═════ Фрагмент текста ═════
Есть сила, и, может быть, кто-нибудь назовет ее красотой - в "Исповеди": но травля людей диким зверьем из ложи Нерона, наверно, тоже казалась красивой. Наше современное сознание переводит такую "силу" в гнусность. Спорьте с ним, с этим сознанием, если вам нравится; вам придется спорить с человечеством, - надо полагать, оно одолеет.
Труд постулирует существование. Ряд заработанных ценностей есть жизнь. Работа, не направленная никуда (не направленная на строение жизни), обязательно направляется на разрушение жизни, ибо всякая работа имеет результат, а середины здесь быть не может.
---------------
Не в коротенькой журнальной заметке решать вопросы, касающиеся общей эстетики Достоевского. Но этот вопрос приходится хотя бы поставить, затронуть походя, ибо ведь "Исповедь" писана Достоевским, она как-то входит в круг его творчества, - это кусок Достоевского, и - из песни слова не выкинешь.
Существенно было бы важно выяснить, по каким причинам не напечатал Достоевский сам "Исповедь"; но как бы ни был решен этот вопрос, он для нас теперь не настолько существенен. Для нас "Исповедь" ныне уже входит в Достоевского (хоть и с оговорками), в наше представление о нем.
═════ Исходные данные ═════
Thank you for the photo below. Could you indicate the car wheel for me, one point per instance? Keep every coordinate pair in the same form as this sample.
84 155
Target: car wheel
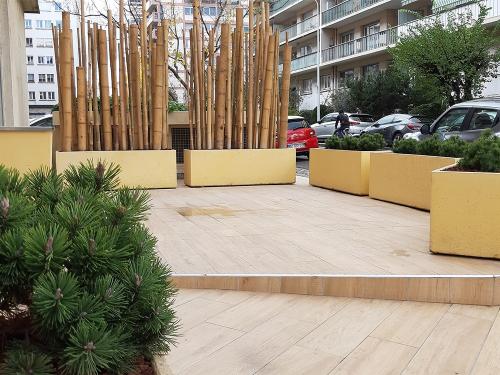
396 137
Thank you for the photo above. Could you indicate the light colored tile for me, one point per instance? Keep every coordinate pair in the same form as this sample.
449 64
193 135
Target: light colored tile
198 343
345 330
301 361
452 347
411 323
376 357
488 362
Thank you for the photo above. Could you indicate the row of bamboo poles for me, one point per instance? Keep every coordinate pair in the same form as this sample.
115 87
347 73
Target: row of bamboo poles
238 88
131 111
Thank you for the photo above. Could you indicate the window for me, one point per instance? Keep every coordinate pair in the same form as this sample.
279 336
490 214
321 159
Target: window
307 86
370 69
325 82
482 119
451 120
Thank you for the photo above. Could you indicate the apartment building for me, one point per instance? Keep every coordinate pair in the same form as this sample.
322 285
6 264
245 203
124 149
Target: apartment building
40 60
349 38
181 12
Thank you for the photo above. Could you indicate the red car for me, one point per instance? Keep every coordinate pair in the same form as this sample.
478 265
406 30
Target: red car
300 135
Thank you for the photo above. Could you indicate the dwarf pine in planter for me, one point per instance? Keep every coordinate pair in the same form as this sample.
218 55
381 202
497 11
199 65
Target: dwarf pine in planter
82 290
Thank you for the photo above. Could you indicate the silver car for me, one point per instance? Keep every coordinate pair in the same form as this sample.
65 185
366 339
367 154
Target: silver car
466 120
326 126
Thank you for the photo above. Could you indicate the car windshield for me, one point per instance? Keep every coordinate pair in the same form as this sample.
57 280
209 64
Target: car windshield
297 124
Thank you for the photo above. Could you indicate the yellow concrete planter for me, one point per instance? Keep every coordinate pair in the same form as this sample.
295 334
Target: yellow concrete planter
149 169
239 167
341 170
464 213
404 179
25 148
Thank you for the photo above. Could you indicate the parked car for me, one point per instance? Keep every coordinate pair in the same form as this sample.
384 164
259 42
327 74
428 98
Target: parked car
300 135
394 127
326 126
42 122
466 120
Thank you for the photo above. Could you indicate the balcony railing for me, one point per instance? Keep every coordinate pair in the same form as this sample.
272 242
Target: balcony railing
300 28
344 9
367 43
304 61
278 5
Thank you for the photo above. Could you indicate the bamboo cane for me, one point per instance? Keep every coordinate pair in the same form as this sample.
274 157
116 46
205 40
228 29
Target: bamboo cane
135 92
285 94
165 138
121 66
229 101
81 108
267 97
145 124
66 98
250 79
55 37
104 90
97 117
220 103
159 89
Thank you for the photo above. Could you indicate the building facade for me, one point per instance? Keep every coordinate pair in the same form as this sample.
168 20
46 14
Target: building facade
349 38
180 12
40 60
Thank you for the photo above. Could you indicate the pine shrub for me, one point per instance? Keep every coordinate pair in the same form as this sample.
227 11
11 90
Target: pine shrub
82 290
482 155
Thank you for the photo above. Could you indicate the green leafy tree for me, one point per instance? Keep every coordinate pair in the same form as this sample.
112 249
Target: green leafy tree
459 56
82 290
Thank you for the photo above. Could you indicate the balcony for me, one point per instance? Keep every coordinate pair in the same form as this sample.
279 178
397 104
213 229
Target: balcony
300 28
367 43
344 9
280 5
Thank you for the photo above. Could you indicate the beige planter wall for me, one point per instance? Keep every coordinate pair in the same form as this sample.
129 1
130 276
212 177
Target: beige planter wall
25 148
465 213
239 167
149 169
342 170
403 178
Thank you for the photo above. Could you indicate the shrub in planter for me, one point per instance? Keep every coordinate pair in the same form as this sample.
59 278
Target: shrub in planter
405 146
483 155
453 147
82 290
367 142
429 146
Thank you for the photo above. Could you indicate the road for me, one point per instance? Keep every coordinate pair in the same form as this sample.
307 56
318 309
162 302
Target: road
302 166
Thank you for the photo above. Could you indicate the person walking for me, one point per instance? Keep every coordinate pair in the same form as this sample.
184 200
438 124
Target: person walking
343 119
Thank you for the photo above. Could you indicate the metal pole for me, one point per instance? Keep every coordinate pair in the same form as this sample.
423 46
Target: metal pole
318 51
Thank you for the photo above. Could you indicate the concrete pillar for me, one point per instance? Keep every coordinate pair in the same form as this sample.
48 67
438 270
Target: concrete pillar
14 88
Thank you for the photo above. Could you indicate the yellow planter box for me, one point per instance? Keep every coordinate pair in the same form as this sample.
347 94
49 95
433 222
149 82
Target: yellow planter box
404 179
149 169
25 148
239 167
464 213
341 170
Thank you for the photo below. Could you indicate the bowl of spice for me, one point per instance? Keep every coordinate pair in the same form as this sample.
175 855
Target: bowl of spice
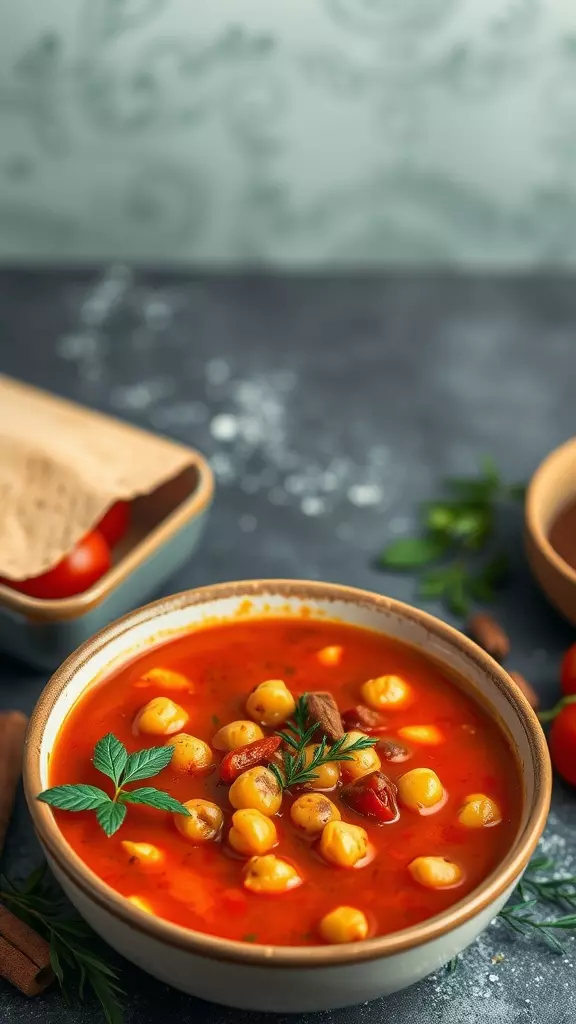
550 527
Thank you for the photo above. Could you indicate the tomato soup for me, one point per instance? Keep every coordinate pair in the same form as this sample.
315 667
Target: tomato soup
418 813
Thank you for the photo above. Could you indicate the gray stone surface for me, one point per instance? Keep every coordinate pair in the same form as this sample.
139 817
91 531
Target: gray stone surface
329 408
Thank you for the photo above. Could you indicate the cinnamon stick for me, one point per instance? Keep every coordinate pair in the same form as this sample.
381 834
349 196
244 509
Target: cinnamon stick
25 955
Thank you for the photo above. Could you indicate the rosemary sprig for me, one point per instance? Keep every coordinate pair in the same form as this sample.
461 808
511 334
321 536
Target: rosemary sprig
75 960
457 528
296 772
112 759
535 891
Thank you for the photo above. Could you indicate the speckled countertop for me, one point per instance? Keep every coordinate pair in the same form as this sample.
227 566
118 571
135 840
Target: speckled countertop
328 409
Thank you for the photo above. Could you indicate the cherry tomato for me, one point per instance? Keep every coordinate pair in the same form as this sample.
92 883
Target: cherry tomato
115 522
78 570
562 741
568 672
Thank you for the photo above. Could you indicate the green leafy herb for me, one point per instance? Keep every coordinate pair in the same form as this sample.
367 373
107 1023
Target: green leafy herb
535 892
457 528
112 759
533 895
297 734
295 771
75 954
413 552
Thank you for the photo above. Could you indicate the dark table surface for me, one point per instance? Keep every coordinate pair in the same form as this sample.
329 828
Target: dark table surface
329 408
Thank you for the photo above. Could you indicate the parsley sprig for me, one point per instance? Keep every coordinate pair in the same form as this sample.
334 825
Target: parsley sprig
297 735
75 950
112 759
457 528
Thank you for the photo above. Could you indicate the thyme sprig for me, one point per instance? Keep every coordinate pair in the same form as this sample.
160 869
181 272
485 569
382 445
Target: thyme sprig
297 734
74 948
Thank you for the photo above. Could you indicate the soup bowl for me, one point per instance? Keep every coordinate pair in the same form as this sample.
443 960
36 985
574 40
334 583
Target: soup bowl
287 978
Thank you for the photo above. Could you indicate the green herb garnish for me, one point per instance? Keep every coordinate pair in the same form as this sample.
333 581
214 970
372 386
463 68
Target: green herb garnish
456 530
74 947
534 893
297 735
112 759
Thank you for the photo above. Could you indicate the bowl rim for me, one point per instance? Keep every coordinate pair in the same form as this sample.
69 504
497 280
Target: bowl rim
532 518
214 947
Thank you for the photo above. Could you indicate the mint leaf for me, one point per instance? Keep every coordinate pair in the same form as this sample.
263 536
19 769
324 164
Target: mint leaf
111 816
154 798
456 596
432 588
408 553
111 757
75 798
145 764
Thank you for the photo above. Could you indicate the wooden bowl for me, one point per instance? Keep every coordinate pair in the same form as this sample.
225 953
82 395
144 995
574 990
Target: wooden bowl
551 487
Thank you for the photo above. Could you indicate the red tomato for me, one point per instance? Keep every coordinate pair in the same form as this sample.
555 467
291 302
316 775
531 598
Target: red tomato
78 570
115 522
568 672
562 740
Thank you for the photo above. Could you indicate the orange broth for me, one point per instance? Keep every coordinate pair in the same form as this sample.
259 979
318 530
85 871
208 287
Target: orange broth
200 887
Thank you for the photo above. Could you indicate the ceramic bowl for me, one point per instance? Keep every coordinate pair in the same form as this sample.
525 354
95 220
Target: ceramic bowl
551 487
280 978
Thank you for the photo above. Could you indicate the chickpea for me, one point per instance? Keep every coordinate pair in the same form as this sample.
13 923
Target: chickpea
479 811
426 735
270 875
165 679
160 717
256 790
204 821
312 811
344 924
330 655
343 844
236 734
420 788
327 774
251 833
191 754
148 856
140 902
271 704
436 872
363 762
385 692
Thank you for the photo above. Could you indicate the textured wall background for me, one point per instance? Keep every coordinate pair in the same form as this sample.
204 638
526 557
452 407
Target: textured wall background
304 133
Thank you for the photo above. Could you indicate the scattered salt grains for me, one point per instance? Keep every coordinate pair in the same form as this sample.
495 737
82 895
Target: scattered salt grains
313 506
365 494
179 415
144 394
224 427
247 523
217 372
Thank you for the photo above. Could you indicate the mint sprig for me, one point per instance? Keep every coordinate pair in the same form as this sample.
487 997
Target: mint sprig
112 759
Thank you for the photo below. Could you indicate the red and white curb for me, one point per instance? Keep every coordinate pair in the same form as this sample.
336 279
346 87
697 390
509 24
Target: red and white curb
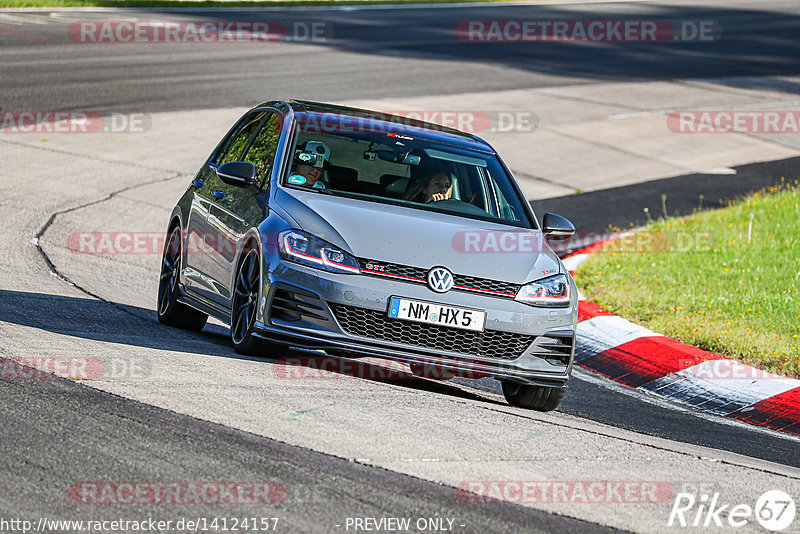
643 359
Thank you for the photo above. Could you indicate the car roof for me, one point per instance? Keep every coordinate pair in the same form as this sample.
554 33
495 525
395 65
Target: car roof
395 123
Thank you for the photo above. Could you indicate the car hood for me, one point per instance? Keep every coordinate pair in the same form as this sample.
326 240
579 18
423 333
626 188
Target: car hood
407 236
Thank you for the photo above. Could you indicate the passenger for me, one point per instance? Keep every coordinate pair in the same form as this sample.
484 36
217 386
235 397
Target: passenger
311 161
438 186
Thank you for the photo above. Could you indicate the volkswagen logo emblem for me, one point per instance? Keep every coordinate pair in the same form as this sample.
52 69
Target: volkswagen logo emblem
440 280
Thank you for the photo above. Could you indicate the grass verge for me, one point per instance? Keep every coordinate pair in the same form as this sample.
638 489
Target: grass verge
700 281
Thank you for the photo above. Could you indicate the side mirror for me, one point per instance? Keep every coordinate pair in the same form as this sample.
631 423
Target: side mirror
556 226
238 173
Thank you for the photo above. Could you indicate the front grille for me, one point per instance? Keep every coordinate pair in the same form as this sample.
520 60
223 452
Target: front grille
293 305
376 325
418 275
555 347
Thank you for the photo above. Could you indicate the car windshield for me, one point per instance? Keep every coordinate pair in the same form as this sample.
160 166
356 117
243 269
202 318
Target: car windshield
392 165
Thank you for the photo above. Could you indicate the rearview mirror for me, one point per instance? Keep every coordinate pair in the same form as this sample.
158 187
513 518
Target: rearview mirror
557 227
238 173
398 157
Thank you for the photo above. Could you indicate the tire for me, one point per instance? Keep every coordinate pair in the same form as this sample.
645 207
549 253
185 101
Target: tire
434 372
170 311
541 398
244 306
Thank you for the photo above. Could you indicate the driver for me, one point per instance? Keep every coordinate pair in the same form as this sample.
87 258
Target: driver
434 188
311 161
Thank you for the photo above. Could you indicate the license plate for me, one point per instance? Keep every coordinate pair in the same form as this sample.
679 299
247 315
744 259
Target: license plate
439 314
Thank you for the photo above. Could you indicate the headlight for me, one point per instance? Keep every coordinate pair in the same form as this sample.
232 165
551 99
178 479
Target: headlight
551 292
307 250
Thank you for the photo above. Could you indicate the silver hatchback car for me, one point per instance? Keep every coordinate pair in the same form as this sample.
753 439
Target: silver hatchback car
363 234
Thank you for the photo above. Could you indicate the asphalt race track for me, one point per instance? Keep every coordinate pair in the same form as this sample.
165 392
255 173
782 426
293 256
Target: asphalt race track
185 407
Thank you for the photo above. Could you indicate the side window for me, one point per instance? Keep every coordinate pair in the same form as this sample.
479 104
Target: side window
233 150
506 210
262 151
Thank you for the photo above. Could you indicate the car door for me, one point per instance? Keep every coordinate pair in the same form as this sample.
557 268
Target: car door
202 236
237 209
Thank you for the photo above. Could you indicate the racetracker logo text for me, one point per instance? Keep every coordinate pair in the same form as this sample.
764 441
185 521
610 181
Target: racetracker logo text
626 31
70 122
565 491
220 492
735 121
197 32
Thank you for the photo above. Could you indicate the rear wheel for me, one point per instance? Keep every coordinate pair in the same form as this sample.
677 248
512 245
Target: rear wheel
434 372
540 398
244 307
170 311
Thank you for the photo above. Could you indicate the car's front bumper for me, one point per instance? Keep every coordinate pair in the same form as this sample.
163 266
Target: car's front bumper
305 307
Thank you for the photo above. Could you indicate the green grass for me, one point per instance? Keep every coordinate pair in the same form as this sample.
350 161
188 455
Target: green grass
698 280
212 3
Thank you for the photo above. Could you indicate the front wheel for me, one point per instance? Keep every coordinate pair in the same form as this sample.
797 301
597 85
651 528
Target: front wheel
244 307
541 398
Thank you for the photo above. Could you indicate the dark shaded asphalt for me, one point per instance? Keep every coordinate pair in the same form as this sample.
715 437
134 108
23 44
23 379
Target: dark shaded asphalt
377 53
58 433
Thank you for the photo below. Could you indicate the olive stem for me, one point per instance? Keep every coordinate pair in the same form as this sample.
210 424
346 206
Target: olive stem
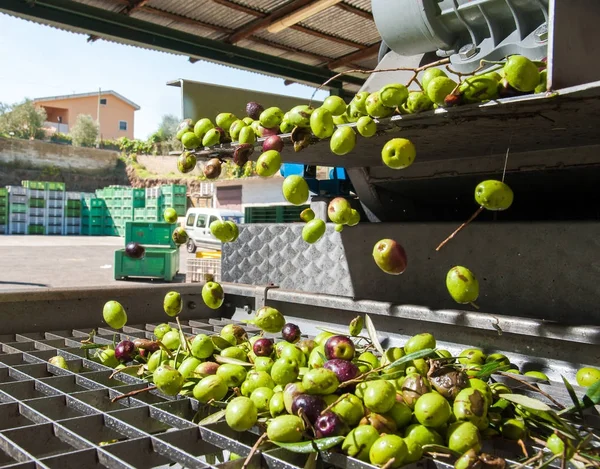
164 347
464 225
532 387
523 447
334 403
133 393
368 72
187 346
120 370
254 449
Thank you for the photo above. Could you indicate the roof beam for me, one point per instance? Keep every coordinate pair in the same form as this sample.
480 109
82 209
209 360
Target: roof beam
262 23
370 51
356 11
296 27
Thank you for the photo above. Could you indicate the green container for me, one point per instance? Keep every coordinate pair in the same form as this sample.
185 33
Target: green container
37 203
35 229
173 189
38 185
55 186
274 214
72 212
18 208
150 234
157 263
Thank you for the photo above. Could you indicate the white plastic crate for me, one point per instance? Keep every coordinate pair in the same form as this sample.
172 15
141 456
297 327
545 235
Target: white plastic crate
54 230
17 190
71 230
198 268
72 221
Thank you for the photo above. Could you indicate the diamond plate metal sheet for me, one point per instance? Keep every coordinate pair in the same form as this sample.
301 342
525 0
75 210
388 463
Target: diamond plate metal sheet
548 271
276 253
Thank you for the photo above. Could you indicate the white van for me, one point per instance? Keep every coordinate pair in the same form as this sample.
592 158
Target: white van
197 222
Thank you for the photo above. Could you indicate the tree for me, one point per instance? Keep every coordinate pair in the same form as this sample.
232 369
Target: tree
85 131
24 120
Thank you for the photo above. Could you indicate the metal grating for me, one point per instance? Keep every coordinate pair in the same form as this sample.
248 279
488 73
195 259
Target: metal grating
57 418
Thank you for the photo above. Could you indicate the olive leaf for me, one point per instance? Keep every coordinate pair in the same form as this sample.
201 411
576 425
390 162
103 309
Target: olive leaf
373 334
231 361
410 357
573 396
527 402
312 446
432 448
212 418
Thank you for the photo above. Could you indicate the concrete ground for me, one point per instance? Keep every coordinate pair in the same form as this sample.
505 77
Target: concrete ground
64 261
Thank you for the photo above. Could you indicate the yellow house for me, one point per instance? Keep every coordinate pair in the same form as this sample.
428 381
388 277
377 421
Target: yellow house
114 113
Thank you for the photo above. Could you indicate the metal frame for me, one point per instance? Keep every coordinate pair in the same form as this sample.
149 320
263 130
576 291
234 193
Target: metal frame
86 19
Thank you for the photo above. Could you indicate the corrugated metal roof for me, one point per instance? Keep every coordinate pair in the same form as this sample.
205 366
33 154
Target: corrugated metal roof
217 19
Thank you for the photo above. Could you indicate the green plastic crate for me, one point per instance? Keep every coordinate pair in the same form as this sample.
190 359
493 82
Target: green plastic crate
173 189
157 263
37 203
72 212
35 229
150 234
274 214
38 185
18 208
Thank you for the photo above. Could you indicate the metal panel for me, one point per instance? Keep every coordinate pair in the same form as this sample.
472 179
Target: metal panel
208 100
524 269
573 33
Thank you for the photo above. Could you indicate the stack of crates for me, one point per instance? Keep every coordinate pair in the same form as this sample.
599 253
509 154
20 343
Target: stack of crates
17 210
73 206
55 212
162 254
36 207
3 210
273 214
153 204
174 196
93 211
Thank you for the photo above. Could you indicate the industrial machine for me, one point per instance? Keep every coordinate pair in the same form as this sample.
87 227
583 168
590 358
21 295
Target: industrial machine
537 263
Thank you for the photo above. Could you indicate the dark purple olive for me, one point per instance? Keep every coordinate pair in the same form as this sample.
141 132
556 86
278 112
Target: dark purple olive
291 332
135 251
311 405
253 109
125 351
329 424
344 370
146 347
263 347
═════
_Что сделать_
(1) Перепишите часть фрагмента текста между словами «Есть сила, и, может» и «быть не может.» включительно, заменив «Нерона» на «Калигулы».
(2) Что, согласно фрагменту текста, постулирует труд?
(3) Определите, согласуются ли с фрагментом текста следующие утверждения: (a) вопросы общей эстетики Достоевского можно решить в короткой журнальной заметке; (b) «Исповедь» написана Достоевским; (c) работа, не направленная на строение жизни, может остаться нейтральной.

_Ответы к заданиям_
(1)
Есть сила, и, может быть, кто-нибудь назовет ее красотой - в "Исповеди": но травля людей диким зверьем из ложи Калигулы, наверно, тоже казалась красивой. Наше современное сознание переводит такую "силу" в гнусность. Спорьте с ним, с этим сознанием, если вам нравится; вам придется спорить с человечеством, - надо полагать, оно одолеет.
Труд постулирует существование. Ряд заработанных ценностей есть жизнь. Работа, не направленная никуда (не направленная на строение жизни), обязательно направляется на разрушение жизни, ибо всякая работа имеет результат, а середины здесь быть не может.

(2) Существование.

(3)
(a) Нет: «Не в коротенькой журнальной заметке решать вопросы, касающиеся общей эстетики Достоевского».
(b) Да: «"Исповедь" писана Достоевским».
(c) Нет: «обязательно направляется на разрушение жизни» и «середины здесь быть не может».